Exercise task A ::
Please collect every line in the rows below that contains the string "window", treating case as significant.

Excerpted passage ::
----

Update ECDSA description in README.md -- the point multiplication

algorithm hasn't been a Montgomery Ladder for a long time, if indeed
it ever was.

1 files changed, 9 insertions, 8 deletions

diff --git a/README.md b/README.md
index 71fc0a0..d4a387e 100644
--- a/README.md
+++ b/README.md
@@ -80,18 +80,19 @@ The current point addition and point doubling algorithms come from the
 [EFD][].  At least at the moment, we're only interested in ECDSA with
 the NIST prime curves, so we use algorithms optimized for a=-3.
 
-The point multiplication algorithm is a Montgomery Ladder, which is
-not the fastest possible algorithm, but is relatively easy to confirm
-by inspection as constant-time.  Point multiplication could probably
-be made faster by using a non-adjacent form (NAF) representation for
-the scalar, but the author doesn't yet understand that well enough to
+The point multiplication algorithm is a straightforward square and add
+loop, which is not the fastest possible algorithm, but is relatively
+easy to confirm by inspection as being constant-time within the limits
+imposed by the NIST curves.  Point multiplication could probably be
+made faster by using a non-adjacent form (NAF) representation for the
+scalar, but the author doesn't yet understand that well enough to
 implement it as a constant-time algorithm.  In theory, changing to a
 NAF representation could be done without any change to the public API.

----

[Saved data entries]
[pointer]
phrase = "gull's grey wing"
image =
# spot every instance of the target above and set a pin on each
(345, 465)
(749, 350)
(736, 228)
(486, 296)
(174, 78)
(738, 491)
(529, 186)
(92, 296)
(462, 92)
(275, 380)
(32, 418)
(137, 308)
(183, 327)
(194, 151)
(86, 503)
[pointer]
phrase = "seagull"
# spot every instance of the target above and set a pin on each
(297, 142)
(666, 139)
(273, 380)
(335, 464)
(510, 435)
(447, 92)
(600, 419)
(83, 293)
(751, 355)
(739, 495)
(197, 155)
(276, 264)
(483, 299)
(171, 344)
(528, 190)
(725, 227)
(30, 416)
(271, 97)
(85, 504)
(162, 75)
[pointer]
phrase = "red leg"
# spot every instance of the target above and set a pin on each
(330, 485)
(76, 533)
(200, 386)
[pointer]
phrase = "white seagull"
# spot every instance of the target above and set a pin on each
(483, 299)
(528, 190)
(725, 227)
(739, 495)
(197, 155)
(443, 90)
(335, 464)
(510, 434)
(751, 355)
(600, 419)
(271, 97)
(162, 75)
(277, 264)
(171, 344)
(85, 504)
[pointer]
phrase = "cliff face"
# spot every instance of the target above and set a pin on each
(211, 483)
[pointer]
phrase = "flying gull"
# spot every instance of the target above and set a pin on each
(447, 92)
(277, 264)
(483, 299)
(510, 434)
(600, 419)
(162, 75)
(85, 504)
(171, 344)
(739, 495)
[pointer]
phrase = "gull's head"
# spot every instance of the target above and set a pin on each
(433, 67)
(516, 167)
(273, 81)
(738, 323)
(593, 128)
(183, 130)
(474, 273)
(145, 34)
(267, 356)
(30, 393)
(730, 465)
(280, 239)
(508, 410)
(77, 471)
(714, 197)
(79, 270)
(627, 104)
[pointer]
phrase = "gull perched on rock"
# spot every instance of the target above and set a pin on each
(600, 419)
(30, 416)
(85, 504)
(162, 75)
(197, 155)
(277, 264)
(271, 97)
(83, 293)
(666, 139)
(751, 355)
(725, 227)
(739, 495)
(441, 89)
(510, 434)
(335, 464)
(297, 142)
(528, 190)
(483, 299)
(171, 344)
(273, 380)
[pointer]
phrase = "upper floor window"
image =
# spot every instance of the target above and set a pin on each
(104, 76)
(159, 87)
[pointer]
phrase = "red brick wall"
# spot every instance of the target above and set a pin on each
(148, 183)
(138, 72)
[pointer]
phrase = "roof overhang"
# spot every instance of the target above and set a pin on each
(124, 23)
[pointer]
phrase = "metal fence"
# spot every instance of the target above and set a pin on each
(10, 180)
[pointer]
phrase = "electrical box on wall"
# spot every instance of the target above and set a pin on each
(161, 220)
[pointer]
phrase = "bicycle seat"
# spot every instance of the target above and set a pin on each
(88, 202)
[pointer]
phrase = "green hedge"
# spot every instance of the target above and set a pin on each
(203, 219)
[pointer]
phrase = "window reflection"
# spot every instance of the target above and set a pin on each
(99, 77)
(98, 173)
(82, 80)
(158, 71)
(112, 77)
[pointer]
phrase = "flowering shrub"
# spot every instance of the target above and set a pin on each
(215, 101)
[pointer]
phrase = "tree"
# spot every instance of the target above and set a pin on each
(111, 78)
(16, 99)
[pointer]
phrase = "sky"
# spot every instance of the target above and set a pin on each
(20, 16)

----

Exercise task B ::
Go on with the ECDSA README change above, starting after its last line.

Final answer A ::
phrase = "upper floor window"
phrase = "window reflection"

Final answer B ::
 
 Points stored in keys and curve parameters are in affine format, but
-all point arithmetic is performed in Jacobian projective coordinates,
-with the coordinates in Montgomery form; final mapping back to affine
-coordinates also handles the final Montgomery reduction.
+point arithmetic is performed in Jacobian projective coordinates, with
+the coordinates themselves in Montgomery form; final mapping back to
+affine coordinates also handles the final Montgomery reduction.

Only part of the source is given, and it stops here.